--- Task directions ---
Your task is to transcribe all the entries exactly, excluding pictures.

--- Dataset content ---
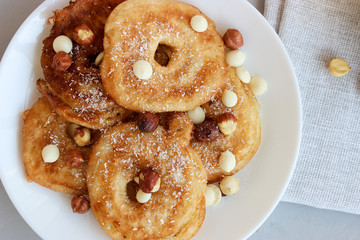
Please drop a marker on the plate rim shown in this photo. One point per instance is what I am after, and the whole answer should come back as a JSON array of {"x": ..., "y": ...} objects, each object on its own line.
[{"x": 298, "y": 98}]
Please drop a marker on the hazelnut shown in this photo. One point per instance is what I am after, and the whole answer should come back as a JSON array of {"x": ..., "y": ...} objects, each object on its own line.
[
  {"x": 74, "y": 158},
  {"x": 197, "y": 115},
  {"x": 233, "y": 39},
  {"x": 208, "y": 131},
  {"x": 142, "y": 197},
  {"x": 83, "y": 35},
  {"x": 148, "y": 122},
  {"x": 80, "y": 204},
  {"x": 229, "y": 185},
  {"x": 50, "y": 153},
  {"x": 149, "y": 181},
  {"x": 227, "y": 123},
  {"x": 82, "y": 136},
  {"x": 339, "y": 67},
  {"x": 61, "y": 61}
]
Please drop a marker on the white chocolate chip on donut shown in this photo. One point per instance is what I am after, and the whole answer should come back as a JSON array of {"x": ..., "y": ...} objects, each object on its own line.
[
  {"x": 227, "y": 161},
  {"x": 199, "y": 23},
  {"x": 50, "y": 153},
  {"x": 142, "y": 69},
  {"x": 243, "y": 74},
  {"x": 235, "y": 58},
  {"x": 258, "y": 85},
  {"x": 229, "y": 98},
  {"x": 197, "y": 115},
  {"x": 62, "y": 43}
]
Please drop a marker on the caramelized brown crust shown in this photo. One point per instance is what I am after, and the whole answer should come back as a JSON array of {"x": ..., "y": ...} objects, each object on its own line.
[
  {"x": 77, "y": 94},
  {"x": 196, "y": 68},
  {"x": 42, "y": 126},
  {"x": 243, "y": 142},
  {"x": 176, "y": 211}
]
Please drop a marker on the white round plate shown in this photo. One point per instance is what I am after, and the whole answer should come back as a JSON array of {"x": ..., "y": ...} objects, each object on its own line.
[{"x": 263, "y": 181}]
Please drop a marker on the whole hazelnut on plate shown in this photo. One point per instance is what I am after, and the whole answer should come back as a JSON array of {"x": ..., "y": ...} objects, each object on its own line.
[{"x": 233, "y": 39}]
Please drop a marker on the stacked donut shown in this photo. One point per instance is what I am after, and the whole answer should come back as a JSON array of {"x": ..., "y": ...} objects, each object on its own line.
[{"x": 143, "y": 112}]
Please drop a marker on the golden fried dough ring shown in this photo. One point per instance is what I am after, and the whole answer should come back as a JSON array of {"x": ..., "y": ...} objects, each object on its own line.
[
  {"x": 134, "y": 31},
  {"x": 175, "y": 211},
  {"x": 243, "y": 142},
  {"x": 77, "y": 94},
  {"x": 42, "y": 126}
]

--- Exercise output ---
Please drop a marker on the plate rim shown in this photo. One point per instance is what I am after, and the whole answer should come back as a JSON array of {"x": ..., "y": ...} objects, each object on its own line.
[{"x": 298, "y": 98}]
Please drop a marker on the hazelnut shown in this photo. One point per instance is what I am after, and the whole answer should come back as a JSON array of {"x": ..., "y": ...} objects, each object on its own line.
[
  {"x": 74, "y": 158},
  {"x": 197, "y": 115},
  {"x": 233, "y": 39},
  {"x": 208, "y": 131},
  {"x": 142, "y": 197},
  {"x": 83, "y": 35},
  {"x": 148, "y": 122},
  {"x": 80, "y": 204},
  {"x": 229, "y": 185},
  {"x": 50, "y": 153},
  {"x": 149, "y": 181},
  {"x": 227, "y": 123},
  {"x": 82, "y": 136},
  {"x": 339, "y": 67},
  {"x": 61, "y": 61}
]
Please drop a marker on the white chocolate chip on donut shown in this photo. One point per instance is what I am after, and the whole answer should come back as a JSON array of {"x": ..., "y": ...} objects, each object on its own line.
[
  {"x": 227, "y": 161},
  {"x": 199, "y": 23},
  {"x": 50, "y": 153},
  {"x": 142, "y": 69},
  {"x": 243, "y": 74},
  {"x": 235, "y": 58},
  {"x": 258, "y": 85},
  {"x": 229, "y": 98},
  {"x": 197, "y": 115},
  {"x": 62, "y": 43}
]
Please drop a marker on the caramelized brown crust shown in this photo. One point per instance is what I am after, and the whole answer should come back as a JSON array of {"x": ..., "y": ...} objects, each object on its own line.
[
  {"x": 77, "y": 94},
  {"x": 196, "y": 68},
  {"x": 42, "y": 126},
  {"x": 243, "y": 142},
  {"x": 176, "y": 211}
]
Please drop a marker on the white round plate shown in this photo. One point per instance is what I am after, and the whole answer should come back as a JSON array of {"x": ..., "y": ...} objects, each object on its own line.
[{"x": 263, "y": 181}]
Please drop a marker on the whole hazelnut on plate shown in this photo. One point per instance is what I am after, and the whole answer should come back as a JSON array of {"x": ..., "y": ...} objects, each object on its own line.
[{"x": 233, "y": 39}]
Please drop a marker on the stacked donut shown in this photo. One point per instance is what I am after, and the whole answer should come back as a JSON array of {"x": ..., "y": ...} objects, each object on its own line.
[{"x": 143, "y": 112}]
Please drop a marker on the golden fried dough ring shown in this photo. One point per instance is what I am after, and the whole answer should come back as a JSON array of {"x": ..., "y": ...} objects, each object on its own line.
[
  {"x": 134, "y": 31},
  {"x": 175, "y": 211},
  {"x": 243, "y": 142},
  {"x": 77, "y": 94},
  {"x": 42, "y": 126}
]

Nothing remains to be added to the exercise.